--- BEGIN ENTRIES ---

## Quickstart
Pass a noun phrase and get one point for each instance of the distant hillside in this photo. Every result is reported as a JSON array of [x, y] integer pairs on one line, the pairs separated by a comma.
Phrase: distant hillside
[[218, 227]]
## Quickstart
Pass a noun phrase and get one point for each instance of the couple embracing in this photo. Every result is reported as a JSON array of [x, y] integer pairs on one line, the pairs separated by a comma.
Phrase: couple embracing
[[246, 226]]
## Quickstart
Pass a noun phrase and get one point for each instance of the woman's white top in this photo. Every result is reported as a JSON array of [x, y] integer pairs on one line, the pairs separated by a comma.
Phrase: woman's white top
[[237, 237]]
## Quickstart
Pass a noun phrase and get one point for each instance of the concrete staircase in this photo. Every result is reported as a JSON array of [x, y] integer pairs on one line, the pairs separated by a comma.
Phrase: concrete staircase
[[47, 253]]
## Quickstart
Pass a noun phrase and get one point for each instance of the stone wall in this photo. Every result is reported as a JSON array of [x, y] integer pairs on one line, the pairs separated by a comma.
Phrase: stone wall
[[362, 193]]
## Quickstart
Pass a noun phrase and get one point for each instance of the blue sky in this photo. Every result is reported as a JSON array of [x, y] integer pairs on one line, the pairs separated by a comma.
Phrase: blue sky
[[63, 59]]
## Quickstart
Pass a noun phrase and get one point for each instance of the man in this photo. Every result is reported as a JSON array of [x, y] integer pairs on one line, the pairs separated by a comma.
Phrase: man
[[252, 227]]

--- END ENTRIES ---

■ WHAT YOU WILL DO
Report each line of the items above that contains the word "white", copying every such line in full.

■ TASK RESULT
Pass a noun phrase and get one point for each instance of the woman's white top in this photo. Every result is reported as a JSON array of [x, y] integer pairs on one line, the pairs separated by a comma.
Phrase: woman's white top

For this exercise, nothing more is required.